■ Directive
Rewrite the items below with every "evaluation set" changed to "test set" and everything else unchanged, leaving the pictures out.

(Items for pointing to named objects)
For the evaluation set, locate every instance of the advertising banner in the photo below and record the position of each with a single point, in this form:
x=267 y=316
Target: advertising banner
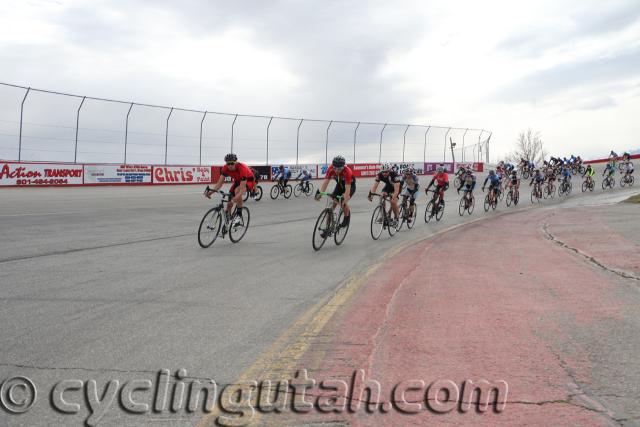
x=430 y=168
x=117 y=174
x=296 y=169
x=37 y=174
x=182 y=174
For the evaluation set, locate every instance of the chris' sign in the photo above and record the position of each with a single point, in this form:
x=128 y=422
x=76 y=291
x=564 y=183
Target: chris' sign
x=181 y=174
x=32 y=174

■ Task response
For the test set, locate every instance of the advertising banner in the photo below and record the position of each with a single point, in this form:
x=267 y=316
Target: advertising banner
x=430 y=168
x=117 y=174
x=296 y=169
x=37 y=174
x=182 y=174
For the test set, locate every instance of the chris' sign in the photo above and record the position of each with a single point, in this form:
x=128 y=422
x=76 y=291
x=564 y=183
Target: chris' sign
x=181 y=174
x=32 y=174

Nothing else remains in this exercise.